:: STATED TASK A ::
In the article on winning customers, rewrite the paragraph beginning "Ford, McDonald's, Coke and IBM regularly carry out" more briefly, keeping its main facts.
:: STATED TASK B ::
From the article on winning customers, return the stretch from "In fact, for" through "word of mouth." word for word.

:: QUOTED PASSAGE ::

"Facts" Get in the Way of Winning Customers, Market ShareBy: Andy Marken
Management has flown over the battlefield, but hasn't made the time nor found it necessary to spend time in the trenches with their foot soldiers -- sales, support and service. They've spent so much time focusing on beating the competition that they've lost sight of their ultimate goal -- winning customers.
Corporate managers should listen a little closer to Ted Levitt, former editor of Harvard Business Review, as he continually told us, "the purpose of business is to create and KEEP a customer."
Rather than changing their service and support for existing customers, companies continue to blame the competition for "stealing" people away. And all the while they are perfectly straight-faced and saying:
If you know who your customers are, don't you think that just maybe your competitors know them, too? Of course they do! And if the truth were known, the best competitors not only know your customers, but they spend time with them listening to their wants, needs and concerns. They don't approach their business using hit and run tactics such as lower prices or next-generation technology.
Instead, they focus on winning that customer over by providing advice, assistance, support and service. And while you're out trying to win over a new customer, you quietly lose an existing one.
But wouldn't it have been better and more economical to retain that customer you "already knew?"
It may have cost $1,000 to keep the customer, but it will cost $5,000 simply to replace them. It's little wonder marketing costs continue to rise.
Word of Mouth
The second greatest lie in marketing is that the company relies on word of mouth advertising to attract new business. The fact is that everyone relies on word of mouth to get new customers. Ford does it. McDonald's does it. IBM does it. Coca-Cola does it. Hershey does it.
In fact, for years Hershey was proud of the fact that word of mouth was the only marketing activity they had. The problem was they lost customers and market share. They had to become more aggressive and more visible in their marketing and communications efforts.
Word of mouth is a powerful tool, but you have to look at all aspects of word of mouth.
For example, noted marketing expert Bill Davidow recently noted that TARP (Technical Assistance Research Programs) pointed out that only one out of every 25 unhappy customers complained to the manufacturer. That's great, since none of us like to hear complaints.
Unfortunately, those other 24 unhappy customers did tell 10 people about their dissatisfaction.
The fact is that since we feel we "deserve" to be satisfied, we don't voice our satisfaction at the same rate. In fact, satisfied customers only tell five others.
In short, relying solely on word of mouth marketing and communications is a losing battle.
Everyone Knows Us
"Everyone" in the computer and communications industries knows Compaq, Lotus, IBM, Cisco, 3COM, Dell, Nortel, Ascend, Hewlett Packard and a few other prominent names. Likewise, "everyone" knows Ford, McDonald's, United Airlines, Panasonic, Toyota, Coke, Porsche and similar names.
Unfortunately, everyone doesn't know the name of every small, medium or even many large organizations.
Ford, McDonald's, Coke and IBM regularly carry out extensive and expensive name recognition research projects. At no time has any of them scored 100 percent in the area of name recognition. In many instances, when the name was known it was for the wrong reason.
This is especially true in industries, which change so rapidly and so radically.
If your company has been in existence for five years it probably doesn't look anything like it did back then. Chances are you've had a "few" management, product and distribution changes over the years, with more planned for this year and next.

:: DATA EXCERPTS ::

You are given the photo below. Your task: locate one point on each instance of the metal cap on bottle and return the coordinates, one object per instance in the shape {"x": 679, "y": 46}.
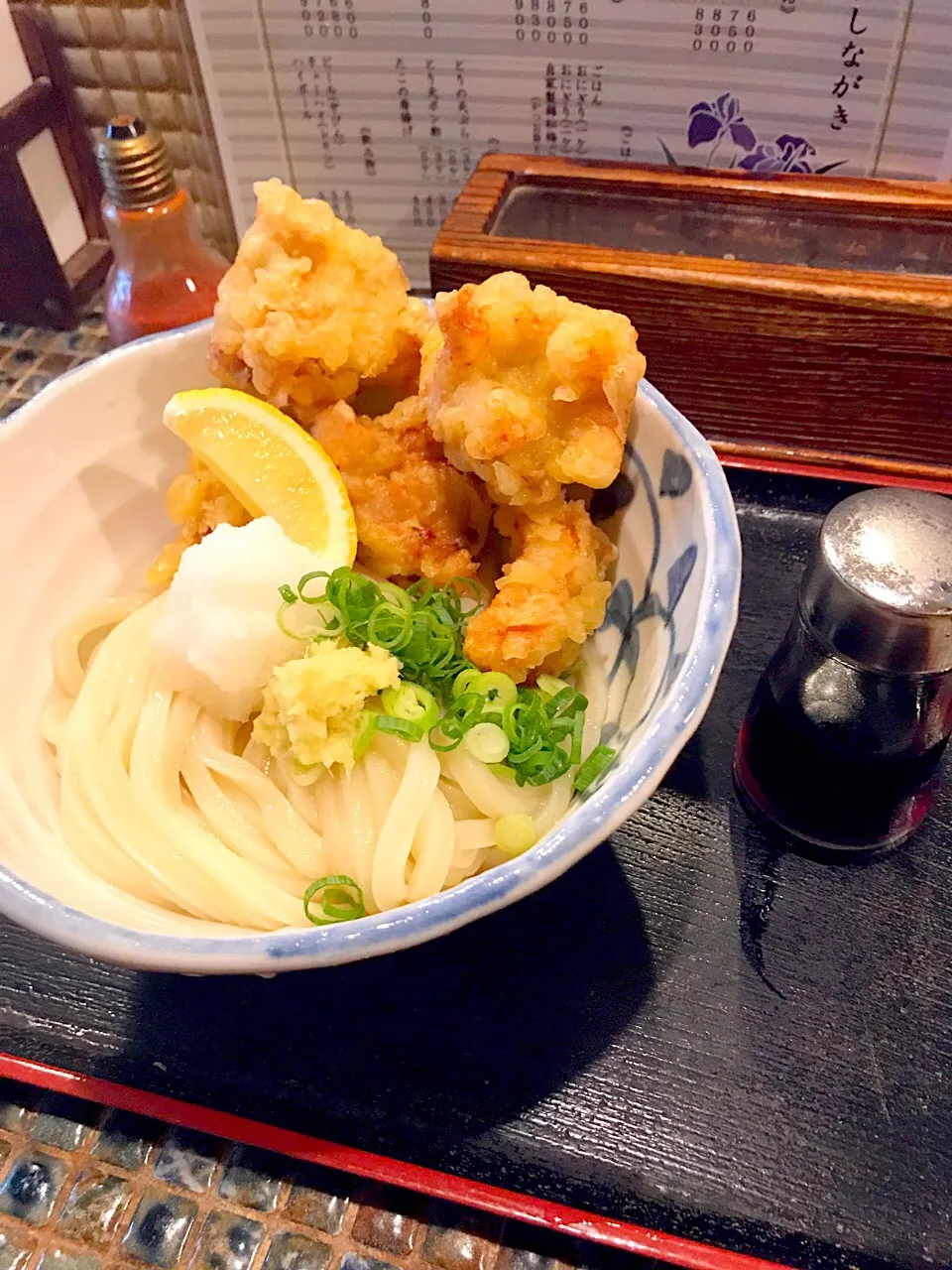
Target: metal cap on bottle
{"x": 135, "y": 164}
{"x": 879, "y": 584}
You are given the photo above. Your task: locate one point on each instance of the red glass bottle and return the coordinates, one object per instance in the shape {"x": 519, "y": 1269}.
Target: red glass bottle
{"x": 844, "y": 738}
{"x": 163, "y": 275}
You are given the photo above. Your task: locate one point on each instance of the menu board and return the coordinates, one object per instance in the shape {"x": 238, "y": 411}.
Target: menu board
{"x": 384, "y": 107}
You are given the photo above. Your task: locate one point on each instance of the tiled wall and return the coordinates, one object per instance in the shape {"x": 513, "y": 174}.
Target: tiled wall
{"x": 87, "y": 1189}
{"x": 135, "y": 56}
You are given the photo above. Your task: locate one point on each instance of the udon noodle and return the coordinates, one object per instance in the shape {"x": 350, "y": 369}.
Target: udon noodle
{"x": 186, "y": 815}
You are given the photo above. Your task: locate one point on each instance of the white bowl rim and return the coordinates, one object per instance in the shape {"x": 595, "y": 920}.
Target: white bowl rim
{"x": 627, "y": 786}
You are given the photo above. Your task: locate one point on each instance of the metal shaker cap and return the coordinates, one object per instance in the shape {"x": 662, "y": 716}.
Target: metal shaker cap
{"x": 879, "y": 584}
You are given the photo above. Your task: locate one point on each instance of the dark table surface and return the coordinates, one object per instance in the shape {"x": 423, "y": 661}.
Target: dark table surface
{"x": 692, "y": 1029}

:: REPLY A ::
Ford, McDonald's, Coke and IBM often run costly name recognition studies. None has ever reached 100 percent recognition, and in many cases the name was known for the wrong reason.

:: REPLY B ::
In fact, for years Hershey was proud of the fact that word of mouth was the only marketing activity they had. The problem was they lost customers and market share. They had to become more aggressive and more visible in their marketing and communications efforts.
Word of mouth is a powerful tool, but you have to look at all aspects of word of mouth.